→ **TAREFA SOLICITADA 1**
Responda às perguntas abaixo com base no trecho.
(a) Quem ofertou parecer opinando pela manutenção dos óbices?
(b) Em que data foi lavrada a escritura pública de inventário e sobrepartilha?
(c) Qual item e capítulo das Normas de Serviço da Corregedoria Geral da Justiça são citados?

→ **TRECHO**
════════════════════

Documentos vieram às fls. 06/167.
Em impugnação dirigida ao Oficial, a parte suscitada aduziu, em síntese, que a cláusula de direito de acrescer, constante da transcrição n. 9.227 do 6º RI é nula de pleno direito, tendo em vista foi aceita, à época, por donatário absolutamente incapaz; que a referida cláusula também é ineficaz, por ausência de anuência válida, por incompatibilidade tributária, por violar a legítima dos herdeiros necessários e por configurar contradição insanável com a cláusula de inalienabilidade; que não subsiste qualquer impedimento jurídico ao registro da transmissão hereditária da fração ideal pertencente a Pedro Lopez Hernandez aos seus herdeiros necessários, nos termos do artigo 1.784 do Código Civil e do artigo 5º, inciso XX, da Constituição Federal; e que requer o deferimento do registro do título (fls. 124/167).
O Ministério Público ofertou parecer, opinou pela manutenção dos óbices (fls. 170/172).
É o relatório. FUNDAMENTO e DECIDO.
De proêmio, cumpre ressaltar que o Oficial dispõe de autonomia e independência no exercício de suas atribuições, podendo recusar títulos que entender contrários à ordem jurídica e aos princípios que regem sua atividade (artigo 28 da Lei n. 8.935/1994), o que não se traduz como falha funcional.
No sistema registral vigora o princípio da legalidade estrita. Assim, quando o título ingressa para acesso ao fólio real, o Registrador perfaz a sua qualificação mediante o exame dos elementos extrínsecos e formais do título, de acordo com os princípios registrários e legislação de regência da atividade, devendo obstar o ingresso daqueles que não se atenham aos limites da lei.
É o que se extrai do item 117 do Capítulo XX das Normas de Serviço da Corregedoria Geral da Justiça (NSCGJ): “Incumbe ao oficial impedir o registro de título que não satisfaça os requisitos exigidos pela lei, quer sejam consubstanciados em instrumento público ou particular, quer em atos judiciais”.
No mérito, a dúvida é procedente, para manter os óbices.
No caso concreto, a parte pretende o registro da escritura pública de inventário e sobrepartilha lavrada pelo 1º Tabelião de Notas e de Protesto de Letras e Títulos de São Caetano do Sul em 22/02/2024 (livro 876, fls. 003/010), referente aos inventários e à sobrepartilha dos bens deixados em razão do falecimento de Pedro Hernandes Lopes (falecido em 29/07/2010) e de Neide Baptistuta Lopes (falecida em 25/01/2024), tendo por objeto, entre outros bens, partes ideais dos imóveis transcritos sob o n. 9.227 do 6º Registro de Imóveis de São Paulo (fls. 45/52).
Como é cediço, o direito de acrescer é uma disposição legal ou testamentária que permite que a parte de um beneficiário, seja em doação ou herança, seja transferida automaticamente para os outros beneficiários, quando o beneficiário original não pode ou não quer receber sua parte.

════════════════════

→ **DADOS FORNECIDOS**

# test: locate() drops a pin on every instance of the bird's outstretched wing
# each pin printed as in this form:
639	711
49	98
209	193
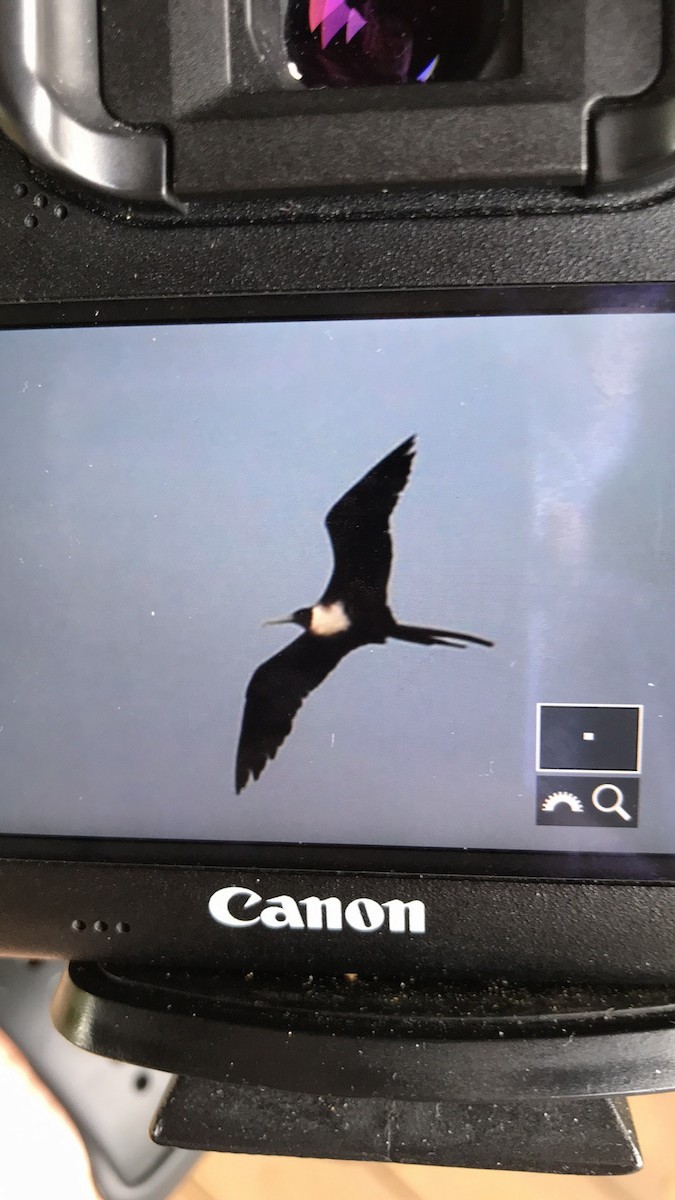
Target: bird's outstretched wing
358	526
275	694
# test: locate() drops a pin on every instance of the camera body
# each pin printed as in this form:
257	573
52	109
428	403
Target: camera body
554	192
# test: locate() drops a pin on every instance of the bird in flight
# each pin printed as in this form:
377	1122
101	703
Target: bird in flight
352	612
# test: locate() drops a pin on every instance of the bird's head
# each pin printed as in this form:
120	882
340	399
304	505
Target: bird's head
302	617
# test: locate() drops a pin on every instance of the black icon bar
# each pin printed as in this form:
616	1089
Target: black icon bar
601	739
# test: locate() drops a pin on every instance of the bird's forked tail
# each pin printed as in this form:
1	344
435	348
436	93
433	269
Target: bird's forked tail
423	636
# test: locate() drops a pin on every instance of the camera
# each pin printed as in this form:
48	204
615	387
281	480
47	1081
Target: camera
359	312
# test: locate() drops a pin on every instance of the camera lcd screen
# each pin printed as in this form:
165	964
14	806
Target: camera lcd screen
471	520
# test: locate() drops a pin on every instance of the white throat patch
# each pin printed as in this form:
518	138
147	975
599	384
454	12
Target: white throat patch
329	619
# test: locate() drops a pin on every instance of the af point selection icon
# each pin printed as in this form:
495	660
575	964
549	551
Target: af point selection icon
589	763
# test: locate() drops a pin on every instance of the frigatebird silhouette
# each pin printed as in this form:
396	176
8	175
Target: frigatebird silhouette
352	612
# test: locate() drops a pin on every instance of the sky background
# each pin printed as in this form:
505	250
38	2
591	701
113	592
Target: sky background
162	492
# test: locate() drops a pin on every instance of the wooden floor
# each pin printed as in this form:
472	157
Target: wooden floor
248	1177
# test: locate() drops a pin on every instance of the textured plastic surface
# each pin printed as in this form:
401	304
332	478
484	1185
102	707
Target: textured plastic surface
495	1077
476	928
111	1103
571	57
493	1044
579	1138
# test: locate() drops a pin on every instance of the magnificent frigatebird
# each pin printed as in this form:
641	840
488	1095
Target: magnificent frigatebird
352	612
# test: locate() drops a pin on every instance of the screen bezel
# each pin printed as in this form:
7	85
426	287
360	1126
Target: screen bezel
555	299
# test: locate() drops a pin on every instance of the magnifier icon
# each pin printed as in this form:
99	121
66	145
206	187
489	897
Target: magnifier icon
615	798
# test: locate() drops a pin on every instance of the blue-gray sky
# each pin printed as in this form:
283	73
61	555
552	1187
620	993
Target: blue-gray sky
163	492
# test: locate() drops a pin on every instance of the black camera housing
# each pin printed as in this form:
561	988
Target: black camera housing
566	207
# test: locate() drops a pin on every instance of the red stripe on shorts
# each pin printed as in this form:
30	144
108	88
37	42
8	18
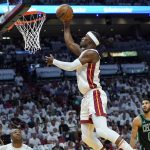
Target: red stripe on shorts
98	103
90	75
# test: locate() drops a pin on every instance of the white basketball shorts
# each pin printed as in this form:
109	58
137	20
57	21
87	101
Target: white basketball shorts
93	102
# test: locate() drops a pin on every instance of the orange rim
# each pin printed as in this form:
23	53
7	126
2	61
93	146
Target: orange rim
31	21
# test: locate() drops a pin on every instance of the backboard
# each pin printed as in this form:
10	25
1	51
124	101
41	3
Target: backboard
12	10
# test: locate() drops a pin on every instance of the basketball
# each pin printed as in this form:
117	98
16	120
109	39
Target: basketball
64	12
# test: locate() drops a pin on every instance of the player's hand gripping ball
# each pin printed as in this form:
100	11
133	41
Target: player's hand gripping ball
64	12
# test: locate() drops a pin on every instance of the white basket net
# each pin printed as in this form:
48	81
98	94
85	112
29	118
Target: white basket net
30	26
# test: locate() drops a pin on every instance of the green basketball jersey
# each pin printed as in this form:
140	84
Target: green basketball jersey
144	133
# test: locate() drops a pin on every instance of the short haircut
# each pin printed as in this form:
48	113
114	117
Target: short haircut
146	99
97	35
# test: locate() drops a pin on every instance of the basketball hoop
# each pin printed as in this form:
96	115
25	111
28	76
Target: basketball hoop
30	25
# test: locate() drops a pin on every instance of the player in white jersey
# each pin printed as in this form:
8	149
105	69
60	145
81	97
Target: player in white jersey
17	142
94	102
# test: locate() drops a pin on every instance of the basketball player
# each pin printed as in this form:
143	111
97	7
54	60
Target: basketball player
17	142
93	106
141	127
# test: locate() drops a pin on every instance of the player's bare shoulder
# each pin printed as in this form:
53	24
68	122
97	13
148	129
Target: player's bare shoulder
93	54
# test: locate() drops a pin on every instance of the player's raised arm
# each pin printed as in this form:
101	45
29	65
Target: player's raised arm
75	48
135	125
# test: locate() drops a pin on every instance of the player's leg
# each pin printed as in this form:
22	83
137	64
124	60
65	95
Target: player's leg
90	138
102	130
87	128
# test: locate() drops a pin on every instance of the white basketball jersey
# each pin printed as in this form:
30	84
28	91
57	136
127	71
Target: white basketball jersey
88	75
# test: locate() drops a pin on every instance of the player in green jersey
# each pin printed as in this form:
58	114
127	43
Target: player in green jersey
141	127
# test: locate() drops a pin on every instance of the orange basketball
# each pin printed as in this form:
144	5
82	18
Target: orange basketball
64	12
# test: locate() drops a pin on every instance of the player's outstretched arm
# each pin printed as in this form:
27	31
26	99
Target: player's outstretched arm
88	57
135	125
75	48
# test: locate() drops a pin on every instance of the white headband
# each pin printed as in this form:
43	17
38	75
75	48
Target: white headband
93	37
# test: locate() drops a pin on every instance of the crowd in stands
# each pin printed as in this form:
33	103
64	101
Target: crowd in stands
87	2
13	56
94	2
48	112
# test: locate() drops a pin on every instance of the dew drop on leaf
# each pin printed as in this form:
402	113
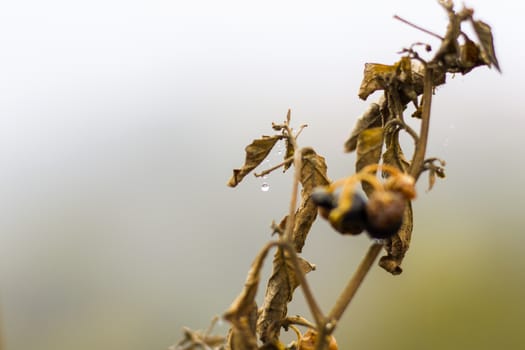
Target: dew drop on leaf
265	187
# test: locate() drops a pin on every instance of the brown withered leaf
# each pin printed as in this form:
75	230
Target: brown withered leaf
470	56
313	171
393	154
304	218
369	147
381	77
242	333
398	244
256	152
313	174
371	118
484	33
376	77
279	292
243	304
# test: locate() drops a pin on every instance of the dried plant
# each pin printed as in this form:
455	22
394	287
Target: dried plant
385	213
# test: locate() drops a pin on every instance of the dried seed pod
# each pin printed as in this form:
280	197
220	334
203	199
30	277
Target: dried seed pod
384	212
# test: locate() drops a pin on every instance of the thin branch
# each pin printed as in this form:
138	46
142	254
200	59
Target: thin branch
418	27
418	159
267	171
351	288
297	320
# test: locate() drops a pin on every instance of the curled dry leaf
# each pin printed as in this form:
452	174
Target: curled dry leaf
313	174
484	33
393	154
256	152
283	280
279	293
383	77
371	118
242	314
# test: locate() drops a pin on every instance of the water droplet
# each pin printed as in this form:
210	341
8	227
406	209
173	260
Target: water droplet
265	187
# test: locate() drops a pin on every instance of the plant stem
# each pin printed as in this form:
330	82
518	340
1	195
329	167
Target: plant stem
418	27
308	295
351	288
416	166
267	171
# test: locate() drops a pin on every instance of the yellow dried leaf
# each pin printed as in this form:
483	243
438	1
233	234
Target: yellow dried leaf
256	152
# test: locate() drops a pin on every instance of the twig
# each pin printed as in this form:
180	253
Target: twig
308	295
418	27
290	221
351	288
267	171
297	320
418	159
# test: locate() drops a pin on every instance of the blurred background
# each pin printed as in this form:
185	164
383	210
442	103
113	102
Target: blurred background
120	123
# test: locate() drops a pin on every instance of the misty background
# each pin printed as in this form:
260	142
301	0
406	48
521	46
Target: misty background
120	123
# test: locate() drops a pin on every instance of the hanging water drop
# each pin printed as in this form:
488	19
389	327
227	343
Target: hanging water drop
265	187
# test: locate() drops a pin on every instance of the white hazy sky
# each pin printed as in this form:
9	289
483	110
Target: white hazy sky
120	122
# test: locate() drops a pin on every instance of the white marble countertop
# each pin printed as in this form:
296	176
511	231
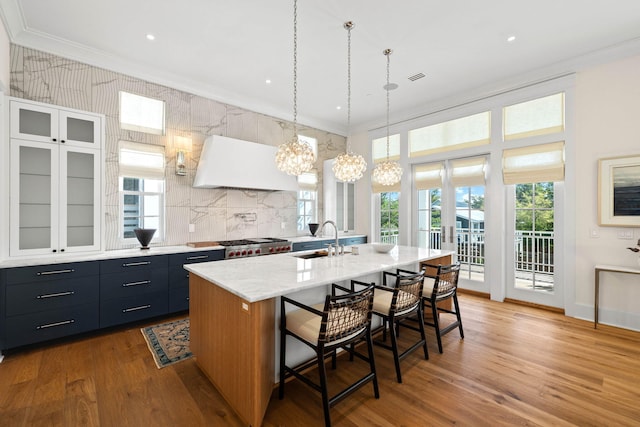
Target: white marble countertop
259	278
97	256
310	238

════════════════════

→ **TAREFA SOLICITADA 2**
Transcreva fielmente as linhas da listagem, começando na linha que contém "the yellow dried leaf" e terminando no fim da listagem. Deixe de fora da resposta as marcações de imagem.

→ **RESPOSTA COMPLETA 1**
(a) O Ministério Público.
(b) Em 22/02/2024.
(c) O item 117 do Capítulo XX.

→ **RESPOSTA COMPLETA 2**
# test: locate() drops a pin on every instance of the yellow dried leaf
# each pin printed as in this form:
483	243
438	1
233	234
Target: yellow dried leaf
256	152
# test: locate() drops a pin on every instance of the twig
# each pin printed as in this form:
180	253
Target: twig
308	295
418	27
290	221
351	288
267	171
297	320
418	159
# test: locate() drops a pin on every instance of the blurred background
# each pin printed as in this form:
185	164
383	210
442	103
113	102
Target: blurred background
120	123
# test: locate() drops a pin on every instance of the misty background
# each pin printed as in this form:
260	142
301	0
406	48
521	46
Target: misty background
120	123
# test: locate() drops a pin on every instance of the hanging water drop
# each pin printed as in this form:
488	19
389	327
227	343
Target: hanging water drop
265	187
# test: locate() drops a pin on every instance of the white hazy sky
# each pin printed as in this form:
9	289
483	110
Target: white hazy sky
120	122
# test: locate() drops a pin on every instance of the white marble countertop
# each pin printed as in this form:
296	176
511	231
Target: white marble countertop
259	278
97	256
310	238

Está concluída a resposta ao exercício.